:: Consigne ::
Rédigez la suite du texte sur le lien entre esprit critique et conceptualisation en didactique, en reprenant après sa dernière phrase.

:: Texte fourni ::
____________
Le lien entre processus critique et conceptualisation est également travaillé en didactique. Viennot et Descamp (2015) ont ainsi montré que la compréhension conceptuelle et l’esprit critique se développent conjointement. Néanmoins, le sens donné au mot « critique » est différent. Dans le cadre francophone il s’agit de dépasser des obstacles épistémologiques inscrits dans l’histoire de la discipline. Dans le cadre anglophone il s’agit de questionner des pratiques sociales et d’accéder à un questionnement politique. Viennot et Descamp proposent de travailler sur les activateurs critiques qui permettent de favoriser le co-développement entre processus critique et conceptualisation. Ces activateurs sont des ressources spécifiques (comme des articles de journaux par exemple) visant à déclencher le questionnement des élèves. Bien que la notion de critique prenne un sens différent en management, il est possible de rapprocher cette démarche de celle des auteurs du courant critique lorsqu’ils proposent de partir de textes de référence, souvent philosophiques.
____________
:: Données fournies ::
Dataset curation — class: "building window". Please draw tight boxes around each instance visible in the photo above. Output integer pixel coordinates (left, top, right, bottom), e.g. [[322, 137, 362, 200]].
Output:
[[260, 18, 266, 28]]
____________
:: Résultat ::
La question de l’espace de transition favorisant le processus de changement a été travaillée par les didacticiens qui ont exploré le modèle de l’alternance comme par les chercheurs en management. Le cadre mobilisé est néanmoins très différent : selon le point de vue anthropologique adopté par Meyer et Land (2003) l’espace « liminal » est un espace permettant de faciliter l’accès à une nouvelle identité. L’identité construite par un sujet est en relation avec le travail (Lessard et Bourdoncle, 2002) et plusieurs chercheurs ont mis en évidence que cette question est particulièrement prégnante dans l’alternance (Chaix, 1993; Cohen-Scali, 2000). Hahn (2014) a observé, dans le cadre d’une recherche menée avec des alternants ayant une expérience de commerciaux, que le passage à une identité de manager allait de pair avec la construction de nouvelles connaissances conceptuelles disciplinaires. Dans le modèle de Geay les quatre dimensions sont liées et doivent être activées ensemble pour que l’alternance fonctionne : la dimension personnelle, autour de l’identité du sujet, est donc effectivement liée à la dimension didactique, centrée sur l’apprentissage des savoirs.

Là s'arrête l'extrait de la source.